Return all of the data exactly, with nothing left out but the pictures.
[start TASK INPUTS]
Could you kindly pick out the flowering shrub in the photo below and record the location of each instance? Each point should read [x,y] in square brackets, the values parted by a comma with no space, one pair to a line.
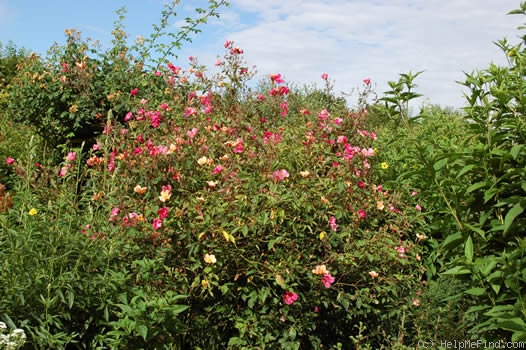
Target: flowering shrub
[208,215]
[14,340]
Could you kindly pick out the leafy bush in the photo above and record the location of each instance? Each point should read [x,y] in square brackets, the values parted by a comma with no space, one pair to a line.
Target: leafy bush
[469,174]
[205,206]
[204,214]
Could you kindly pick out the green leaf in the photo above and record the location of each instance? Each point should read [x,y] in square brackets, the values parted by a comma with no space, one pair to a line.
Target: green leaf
[440,164]
[458,270]
[280,281]
[477,230]
[476,186]
[465,170]
[489,194]
[512,324]
[515,211]
[142,330]
[468,250]
[475,291]
[518,336]
[515,150]
[452,241]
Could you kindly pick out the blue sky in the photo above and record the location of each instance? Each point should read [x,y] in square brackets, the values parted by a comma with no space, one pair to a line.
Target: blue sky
[301,39]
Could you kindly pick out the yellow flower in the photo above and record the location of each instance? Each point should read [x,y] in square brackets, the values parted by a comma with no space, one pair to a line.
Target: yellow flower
[320,270]
[210,259]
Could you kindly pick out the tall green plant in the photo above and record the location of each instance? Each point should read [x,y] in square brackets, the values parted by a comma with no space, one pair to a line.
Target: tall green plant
[475,198]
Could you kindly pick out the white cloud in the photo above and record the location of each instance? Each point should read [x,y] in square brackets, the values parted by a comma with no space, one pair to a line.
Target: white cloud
[355,39]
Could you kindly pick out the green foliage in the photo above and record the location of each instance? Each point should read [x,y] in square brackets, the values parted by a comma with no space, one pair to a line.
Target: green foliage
[396,101]
[469,175]
[10,57]
[204,214]
[200,210]
[65,96]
[end TASK INPUTS]
SOLUTION TO THE PROBLEM:
Could you kindly pick out the flowering shrub in the photo below and record the location of each instance? Each point should read [x,y] in square brackets, the values parted by a comma with no space, one pair to a line.
Target: flowering shrub
[208,215]
[14,340]
Could you kindly pick out the leafy bush in the photo above and record the location of each instance? Each point should read [x,y] in square brackets, the values parted by a comma with no space, one pair to a line.
Target: leafy bush
[469,174]
[205,206]
[204,214]
Could you kindly pick out the green leaf in the photo above and record the location of each instance? Each point should read [x,y] in square brackets, the values parted by a comma with no space, one pair to a line.
Target: green leaf
[440,164]
[458,270]
[280,281]
[477,230]
[476,186]
[465,170]
[489,194]
[512,324]
[515,211]
[142,330]
[468,250]
[475,291]
[518,336]
[515,150]
[452,241]
Could you kindly pick out the blue sky in the photo above and record the location of each instance? Each point should read [x,y] in square brackets, the values parted by a comma with no space, one pair to a line.
Target: blue sky
[301,39]
Could you kindly pick out the yellow flower in the photo above and record the location of each instance? Each point should read [x,y] in square brackets, the values parted by a comma with no space, one pair to a line.
Target: yellow flower
[320,270]
[210,259]
Could you kindly pick out the tall green plant in the photo above and record the location of each instance? Each point should read [x,y] in square brackets, the values parted by a comma with no space, one pair to a line.
Target: tall green plant
[475,198]
Could you kindly pick out the white cloud in the photo above and record the location of each instance? Each point should read [x,y] in square brackets, the values parted by a comma with no space, one pair to a line.
Target: white cloud
[355,39]
Could you kindly pick out the green foliage in the photo above and record the location of each instance? Each point should read [x,y] in square brackets, the values parted by a comma with no space, one pair to a line.
Target: green foliage
[396,101]
[469,175]
[10,57]
[204,214]
[200,210]
[65,96]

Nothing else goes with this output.